Cybersecurity, specifically that which deals with the cloud, has a long runway for growth. Cloud computing-based security stocks have been a hot topic among investors for years now as the world goes all-in on mobile, remote work, and cloud-based services.
But often overlooked in this conversation is Fortinet (FTNT 0.52%). Far from being a "legacy" security vendor, Fortinet is an incredible allocator of capital and has been a fantastic investment for many years. And with management forecasting another year of almost 30% sales growth in 2022, it's still a great time to buy.
Capping off a great 2021
Just as a refresher, Fortinet specializes in firewalls -- traditionally a piece of hardware that monitors traffic in and out of a network and that filters out anything that isn't supposed to be there. With workforces suddenly going remote during the pandemic, some thought it was the nail in the coffin for this type of hardware-based security as offices became less of a necessity. But that's far from the case.
You see, even the cloud has to have actual physical infrastructure to operate. Demands being put on existing cloud services have kicked off a new upgrade cycle in data centers, networking equipment, and related hardware to support next-gen software capabilities. Such things can't be built without security protection. Enter Fortinet and its best-in-class firewalls and chips that power them.
2021 was a fantastic year for the company. 2020 was a bit sluggish, with overall sales growing only 20%, because enterprises briefly paused spending early in the pandemic. A big rally was in store in 2021, though, with Fortinet posting a 29% rate of sales growth, driven by a 37% jump in product (think hardware) revenue. Along the way, the business generated $1.2 billion in free cash flow, good for an enviable 36% free cash flow profit margin. This was in spite of the company making several key investments, like a new joint venture with networking company Linksys to provide new work-from-home security solutions.
I'd say Fortinet has a pretty good track record investing in its security capabilities since its IPO in late 2009. The numbers speak for themselves. It's a primary reason that Fortinet is currently, at least for the moment, the largest stand-alone cybersecurity company as measured by market cap, larger than Palo Alto Networks and growth stock darling CrowdStrike.
It's all about the outlook
As good as the Fortinet story has been, though, what really matters at this juncture is where it's headed next. After all, shares are currently trading for 45 times trailing-12-month free cash flow, implying the expectation this will remain a high-growth cybersecurity outfit for some time.
CEO Ken Xie and the top team have shareholders covered in this department. After an epic 2021, management thinks revenue will increase to $4.3 billion in 2022 at the midpoint of guidance, implying year-over-year growth of about 29%. Billings (revenue billed but not yet paid by customers) are expected to be $5.44 billion at the midpoint, implying momentum will carry over into 2023 as well. Xie said on the earnings call that remote work and the general cloud computing secular growth trend have reinvigorated Fortinet and its top-tier hardware and associated security services.
That outlook and management's ability to deliver similar numbers year in and year out is a big reason Fortinet deserves to be a top cybersecurity stock to consider buying right now. There are a lot of great names worth owning in this important niche of the tech industry, but few have the long-term track record Fortinet has at organically growing revenue and profits at such a fast pace. I remain a buyer after the rosy guidance for 2022 and beyond.

Source material:
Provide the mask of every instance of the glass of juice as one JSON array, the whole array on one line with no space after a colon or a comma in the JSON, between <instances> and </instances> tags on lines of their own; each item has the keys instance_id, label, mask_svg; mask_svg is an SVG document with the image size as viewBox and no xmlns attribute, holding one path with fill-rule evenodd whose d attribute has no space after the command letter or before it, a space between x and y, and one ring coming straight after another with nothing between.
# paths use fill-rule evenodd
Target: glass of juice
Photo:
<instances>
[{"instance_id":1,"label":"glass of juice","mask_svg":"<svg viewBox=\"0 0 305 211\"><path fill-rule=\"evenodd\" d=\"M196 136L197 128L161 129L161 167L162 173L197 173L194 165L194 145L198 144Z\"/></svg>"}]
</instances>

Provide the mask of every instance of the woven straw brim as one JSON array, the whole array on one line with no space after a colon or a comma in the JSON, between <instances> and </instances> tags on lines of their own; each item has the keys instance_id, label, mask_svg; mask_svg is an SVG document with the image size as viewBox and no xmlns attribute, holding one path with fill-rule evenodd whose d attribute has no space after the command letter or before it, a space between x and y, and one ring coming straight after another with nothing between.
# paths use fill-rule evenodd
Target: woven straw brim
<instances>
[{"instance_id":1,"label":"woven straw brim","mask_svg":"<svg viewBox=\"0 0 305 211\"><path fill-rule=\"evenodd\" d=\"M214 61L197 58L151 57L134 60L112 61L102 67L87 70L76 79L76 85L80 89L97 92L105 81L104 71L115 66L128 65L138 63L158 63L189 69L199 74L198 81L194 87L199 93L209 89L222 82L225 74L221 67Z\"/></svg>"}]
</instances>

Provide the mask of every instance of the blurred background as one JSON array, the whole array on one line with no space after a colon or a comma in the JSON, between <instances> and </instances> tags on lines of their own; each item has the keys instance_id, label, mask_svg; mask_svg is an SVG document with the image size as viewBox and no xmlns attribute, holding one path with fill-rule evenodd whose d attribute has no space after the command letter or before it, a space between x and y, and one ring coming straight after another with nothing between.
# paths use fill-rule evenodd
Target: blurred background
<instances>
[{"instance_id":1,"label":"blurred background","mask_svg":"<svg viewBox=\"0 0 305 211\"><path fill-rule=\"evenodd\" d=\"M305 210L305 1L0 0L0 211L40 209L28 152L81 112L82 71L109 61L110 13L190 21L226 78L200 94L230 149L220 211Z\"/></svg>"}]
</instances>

What to work on:
1. According to the Fortinet article, how much free cash flow did the business generate in 2021?
2. Retype the part of the Fortinet article from "It's all about" to "for some time.".

Solutions per task:
1. $1.2 billion

2.
It's all about the outlook
As good as the Fortinet story has been, though, what really matters at this juncture is where it's headed next. After all, shares are currently trading for 45 times trailing-12-month free cash flow, implying the expectation this will remain a high-growth cybersecurity outfit for some time.